Desorientada, caminhou pela via errada quando decidiu ir à procura da Maga do Deserto, símbolo das coisas terrenas, sem qualidades benéficas; nesse caso é ainda pior porque ela reside no deserto, onde não há água, símbolo do espírito, dos assuntos mais elevados. O que esperar de consequências e fatos a partir desse destino e objetivo, senão uma árvore cujo dono é o Anão Amarelo? Isto é, uma árvore que, dentre tantos significados –positivos e negativos –, neste conto em particular interpreto como sendo uma distração terrena para o ser representado, que luta mas que deita e dorme no mundo das coisas fúteis e passageiras, deixando de vigiar (DIEL, 1991, pp. 69, 129).

Tal sono não pode ter outra consequência a não ser a perda do bolo preparado, roubado pelo espírito/intelectual decaído –representado pelo anão – e a sua autodescoberta pelo próprio despreparo para lutar contra as feras, ou seja, a culpa que vem devorá-la. Aliás, a primeira interpretação que tive ao ler esse trecho foi de tratar-se da rainha representando alguém que em dado momento crucial para a sua vida – ou para outras pessoas – foge da responsabilidade. Ainda com a interpretação dada por Diel, de certa maneira, a mensagem continua a mesma: a fuga da responsabilidade de conhecer a si, domar-se, dominar suas ações e ordenar os desejos.

Toda essa trajetória do ser é muito difícil e complexa porque os fatos, ideias, ações e efeitos muitas vezes acontecem ao mesmo tempo, por isso que é preciso não julgar aqueles que sentem dificuldades de sair do mundo terreno e buscar pela verdade.

As sucessões de erros e poucos acertos no conto nos indicam que, há muitos anos, a humanidade vive essa luta interna. O momento da contrição, introspecção sobre seus erros e possíveis decisões pelo certo é uma caminhada desgastante, como a percorrida pela rainha, representado a alma que não suporta mais o fardo do pecado. Porém, infelizmente se vê impotente de sublimar a culpabilidade e para evitar ser devorada pela culpa voraz (o remorso) não enxerga outra saída a não ser denegá-la, recalcando-a no subconsciente.

Uma vez denegada, a narradora informa que o anão abre uma portinha no tronco da árvore por onde ela rapidamente entra, fugindo da morte. É justamente ali dentro da árvore, na casa do anão, que ela vê nitidamente o estado da sua alma: uma casinha de palha – fragilidade, impossível de resistir às adversidades da vida –, campo de cardos e urtigas cercado por um fosso lamacento, isto é, água maculada; caráter sujo. O fosso lamacento e o lodo remetem frequentemente ao estado de luxúria (perversão da pulsão sexual) em maior ou menor grau (DIEL, 1991).

- [Dados extraídos]
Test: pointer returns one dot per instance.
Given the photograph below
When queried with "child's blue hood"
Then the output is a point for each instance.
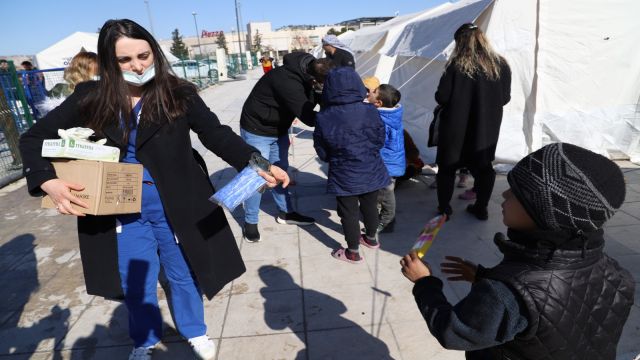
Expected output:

- [Objetivos]
[1] Segundo o texto para leitura, o que o anão abre no tronco da árvore para a rainha entrar?
[2] Reproduza fielmente todas as linhas das entradas, sem incluir as imagens.
O texto para leitura e as entradas não têm relação entre si.

- [Lista de respostas]
[1] Uma portinha.

[2]
Test: pointer returns one dot per instance.
Given the photograph below
When queried with "child's blue hood"
Then the output is a point for each instance.
Expected output:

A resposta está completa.